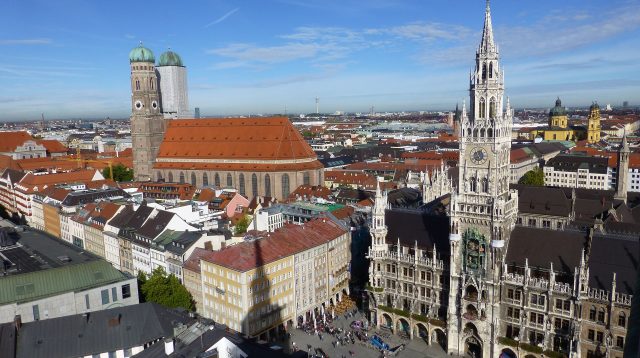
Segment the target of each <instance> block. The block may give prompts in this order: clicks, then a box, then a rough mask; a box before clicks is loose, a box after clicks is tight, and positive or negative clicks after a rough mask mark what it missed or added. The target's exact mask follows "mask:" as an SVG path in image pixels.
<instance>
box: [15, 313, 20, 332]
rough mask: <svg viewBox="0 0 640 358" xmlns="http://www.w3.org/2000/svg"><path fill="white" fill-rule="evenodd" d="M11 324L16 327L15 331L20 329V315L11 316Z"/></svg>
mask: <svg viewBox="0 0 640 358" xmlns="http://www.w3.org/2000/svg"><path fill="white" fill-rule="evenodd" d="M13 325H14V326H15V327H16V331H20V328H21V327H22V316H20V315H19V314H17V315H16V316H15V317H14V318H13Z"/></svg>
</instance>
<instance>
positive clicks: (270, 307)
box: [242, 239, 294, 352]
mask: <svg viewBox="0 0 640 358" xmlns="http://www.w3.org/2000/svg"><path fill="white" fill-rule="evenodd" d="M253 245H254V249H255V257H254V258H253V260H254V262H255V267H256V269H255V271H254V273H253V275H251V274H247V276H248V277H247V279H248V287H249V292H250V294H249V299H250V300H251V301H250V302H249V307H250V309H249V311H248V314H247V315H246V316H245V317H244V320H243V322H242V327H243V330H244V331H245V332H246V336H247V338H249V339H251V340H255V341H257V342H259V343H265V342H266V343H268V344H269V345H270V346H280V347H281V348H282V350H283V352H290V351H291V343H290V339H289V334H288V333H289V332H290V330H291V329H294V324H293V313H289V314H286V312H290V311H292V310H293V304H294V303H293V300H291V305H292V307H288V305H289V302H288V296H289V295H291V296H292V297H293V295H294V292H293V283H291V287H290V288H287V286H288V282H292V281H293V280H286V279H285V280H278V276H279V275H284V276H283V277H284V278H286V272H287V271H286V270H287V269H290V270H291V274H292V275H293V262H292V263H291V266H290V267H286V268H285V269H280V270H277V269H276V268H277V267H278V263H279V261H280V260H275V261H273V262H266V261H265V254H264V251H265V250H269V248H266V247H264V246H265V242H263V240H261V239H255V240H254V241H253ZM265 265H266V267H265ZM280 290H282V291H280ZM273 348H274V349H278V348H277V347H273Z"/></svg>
---
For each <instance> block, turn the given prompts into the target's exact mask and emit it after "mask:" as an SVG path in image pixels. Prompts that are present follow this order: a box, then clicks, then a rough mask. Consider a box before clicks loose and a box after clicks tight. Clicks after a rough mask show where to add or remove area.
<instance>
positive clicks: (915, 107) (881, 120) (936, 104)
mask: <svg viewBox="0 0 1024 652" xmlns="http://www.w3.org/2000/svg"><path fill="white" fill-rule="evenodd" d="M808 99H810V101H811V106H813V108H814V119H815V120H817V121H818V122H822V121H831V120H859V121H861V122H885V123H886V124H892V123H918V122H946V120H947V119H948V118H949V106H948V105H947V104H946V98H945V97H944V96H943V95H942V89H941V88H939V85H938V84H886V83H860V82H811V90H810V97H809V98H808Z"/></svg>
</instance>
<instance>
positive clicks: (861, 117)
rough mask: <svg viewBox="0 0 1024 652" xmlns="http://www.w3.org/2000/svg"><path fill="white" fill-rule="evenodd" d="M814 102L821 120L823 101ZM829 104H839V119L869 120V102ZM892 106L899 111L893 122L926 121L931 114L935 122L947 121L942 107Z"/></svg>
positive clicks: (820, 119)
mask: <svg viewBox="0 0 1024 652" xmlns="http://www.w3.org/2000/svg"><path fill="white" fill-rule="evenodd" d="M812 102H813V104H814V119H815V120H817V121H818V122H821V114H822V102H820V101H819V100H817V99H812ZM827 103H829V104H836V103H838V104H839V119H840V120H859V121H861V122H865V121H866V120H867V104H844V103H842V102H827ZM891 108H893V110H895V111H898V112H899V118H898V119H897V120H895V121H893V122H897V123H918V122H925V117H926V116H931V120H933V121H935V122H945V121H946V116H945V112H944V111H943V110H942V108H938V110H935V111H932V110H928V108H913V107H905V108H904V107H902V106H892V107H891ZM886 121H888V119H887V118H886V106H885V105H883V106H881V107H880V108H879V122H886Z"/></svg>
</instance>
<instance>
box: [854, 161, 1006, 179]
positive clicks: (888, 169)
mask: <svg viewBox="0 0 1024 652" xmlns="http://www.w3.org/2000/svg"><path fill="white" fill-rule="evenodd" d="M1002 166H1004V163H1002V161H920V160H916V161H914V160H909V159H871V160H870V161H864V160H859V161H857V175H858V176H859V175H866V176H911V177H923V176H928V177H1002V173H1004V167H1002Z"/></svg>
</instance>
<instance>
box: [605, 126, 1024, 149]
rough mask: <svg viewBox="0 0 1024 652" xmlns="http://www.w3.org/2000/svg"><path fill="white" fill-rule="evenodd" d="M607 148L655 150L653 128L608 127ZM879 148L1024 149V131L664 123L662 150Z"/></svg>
---
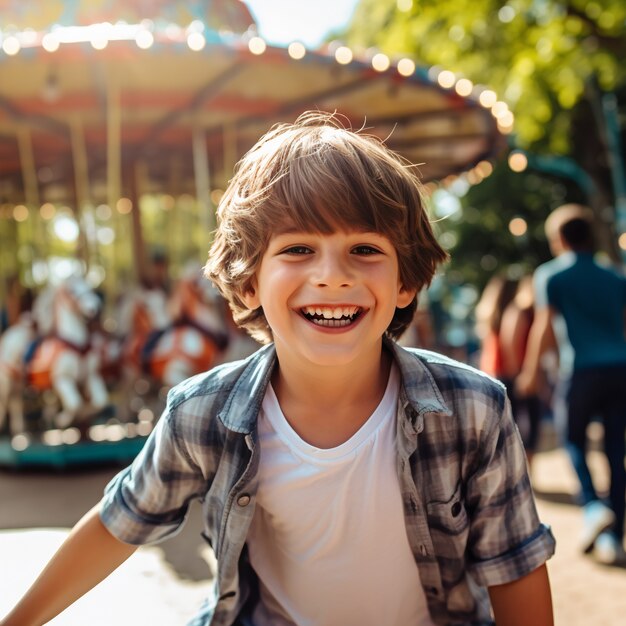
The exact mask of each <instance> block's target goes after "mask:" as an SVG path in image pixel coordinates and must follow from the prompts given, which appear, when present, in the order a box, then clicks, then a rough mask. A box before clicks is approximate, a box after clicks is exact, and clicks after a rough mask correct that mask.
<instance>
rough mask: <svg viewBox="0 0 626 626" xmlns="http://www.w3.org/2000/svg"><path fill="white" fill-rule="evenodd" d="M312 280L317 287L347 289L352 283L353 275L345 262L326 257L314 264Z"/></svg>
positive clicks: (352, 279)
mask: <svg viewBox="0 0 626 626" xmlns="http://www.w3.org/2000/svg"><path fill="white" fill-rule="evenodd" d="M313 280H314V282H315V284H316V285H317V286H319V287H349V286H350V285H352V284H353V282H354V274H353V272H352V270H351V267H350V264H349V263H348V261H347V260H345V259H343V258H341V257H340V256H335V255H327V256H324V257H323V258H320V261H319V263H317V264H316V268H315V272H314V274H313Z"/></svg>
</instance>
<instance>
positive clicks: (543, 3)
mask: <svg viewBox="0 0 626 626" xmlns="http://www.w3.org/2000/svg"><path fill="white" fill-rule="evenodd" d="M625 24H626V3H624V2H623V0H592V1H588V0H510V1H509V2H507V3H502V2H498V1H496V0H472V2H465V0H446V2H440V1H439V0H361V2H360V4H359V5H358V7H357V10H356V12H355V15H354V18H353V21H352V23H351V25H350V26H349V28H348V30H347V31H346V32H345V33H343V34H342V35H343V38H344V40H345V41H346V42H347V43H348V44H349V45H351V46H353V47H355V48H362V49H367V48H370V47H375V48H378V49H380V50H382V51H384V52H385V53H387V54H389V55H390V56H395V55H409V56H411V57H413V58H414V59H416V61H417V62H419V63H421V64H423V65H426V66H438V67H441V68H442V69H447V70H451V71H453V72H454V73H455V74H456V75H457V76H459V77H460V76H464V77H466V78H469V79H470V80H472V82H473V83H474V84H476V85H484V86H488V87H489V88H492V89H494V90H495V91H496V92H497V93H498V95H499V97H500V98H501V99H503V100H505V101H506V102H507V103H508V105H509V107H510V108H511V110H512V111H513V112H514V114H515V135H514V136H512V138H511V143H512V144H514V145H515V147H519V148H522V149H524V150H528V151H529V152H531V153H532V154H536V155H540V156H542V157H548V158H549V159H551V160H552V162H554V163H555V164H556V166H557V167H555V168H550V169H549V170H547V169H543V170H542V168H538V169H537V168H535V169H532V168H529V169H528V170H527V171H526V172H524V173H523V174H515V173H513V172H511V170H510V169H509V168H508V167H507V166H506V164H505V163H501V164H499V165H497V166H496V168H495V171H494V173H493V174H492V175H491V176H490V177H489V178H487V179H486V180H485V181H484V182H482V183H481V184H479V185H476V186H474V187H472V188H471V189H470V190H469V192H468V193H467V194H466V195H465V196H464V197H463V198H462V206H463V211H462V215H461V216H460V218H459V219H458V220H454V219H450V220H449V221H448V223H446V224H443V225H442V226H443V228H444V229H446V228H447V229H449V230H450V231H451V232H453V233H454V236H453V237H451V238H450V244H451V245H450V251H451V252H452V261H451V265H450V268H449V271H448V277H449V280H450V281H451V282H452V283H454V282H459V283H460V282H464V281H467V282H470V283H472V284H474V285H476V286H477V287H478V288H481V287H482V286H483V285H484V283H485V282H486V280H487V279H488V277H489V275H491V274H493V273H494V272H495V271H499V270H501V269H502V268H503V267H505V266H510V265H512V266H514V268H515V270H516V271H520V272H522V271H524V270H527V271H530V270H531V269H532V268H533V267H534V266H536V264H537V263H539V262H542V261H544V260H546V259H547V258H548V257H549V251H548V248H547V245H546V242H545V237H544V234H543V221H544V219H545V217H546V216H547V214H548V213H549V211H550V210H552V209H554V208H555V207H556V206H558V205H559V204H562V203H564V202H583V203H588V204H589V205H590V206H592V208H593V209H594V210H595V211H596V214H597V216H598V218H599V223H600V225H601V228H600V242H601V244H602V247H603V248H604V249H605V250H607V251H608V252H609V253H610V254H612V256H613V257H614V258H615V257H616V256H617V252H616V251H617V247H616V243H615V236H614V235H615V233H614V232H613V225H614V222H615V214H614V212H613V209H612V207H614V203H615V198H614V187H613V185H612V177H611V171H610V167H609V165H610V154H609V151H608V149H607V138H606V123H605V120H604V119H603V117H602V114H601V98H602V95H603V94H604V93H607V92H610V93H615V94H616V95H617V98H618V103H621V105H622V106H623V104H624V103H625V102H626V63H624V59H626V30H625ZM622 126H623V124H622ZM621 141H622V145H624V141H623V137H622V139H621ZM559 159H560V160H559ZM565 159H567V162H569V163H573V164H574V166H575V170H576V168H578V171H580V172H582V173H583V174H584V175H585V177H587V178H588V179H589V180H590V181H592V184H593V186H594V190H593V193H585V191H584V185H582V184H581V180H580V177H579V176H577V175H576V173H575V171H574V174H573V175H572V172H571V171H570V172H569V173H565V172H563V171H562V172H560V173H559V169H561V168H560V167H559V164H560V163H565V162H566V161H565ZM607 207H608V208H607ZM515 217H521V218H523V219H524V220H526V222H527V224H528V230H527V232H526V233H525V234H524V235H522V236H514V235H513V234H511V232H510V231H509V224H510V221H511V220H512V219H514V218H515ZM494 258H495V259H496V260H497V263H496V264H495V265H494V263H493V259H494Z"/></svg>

DIRECTIONS FOR THIS TASK —
Filter the entries above, keeping only the lines that contain the string "positive", and copy each of those lines.

YOUR SOLUTION —
Segment the target of each <instance> block. The block may give prompts in this order: clicks, then a box, then a rough mask; a box before clicks is loose, a box after clicks is tight, and positive or negative clicks after a rough mask mark what it missed or added. The target's exact mask follows "mask:" as an SVG path in image pixels.
positive clicks: (270, 307)
positive clicks: (915, 107) (881, 120) (936, 104)
positive clicks: (861, 117)
positive clicks: (820, 119)
positive clicks: (888, 169)
positive clicks: (352, 279)
positive clicks: (543, 3)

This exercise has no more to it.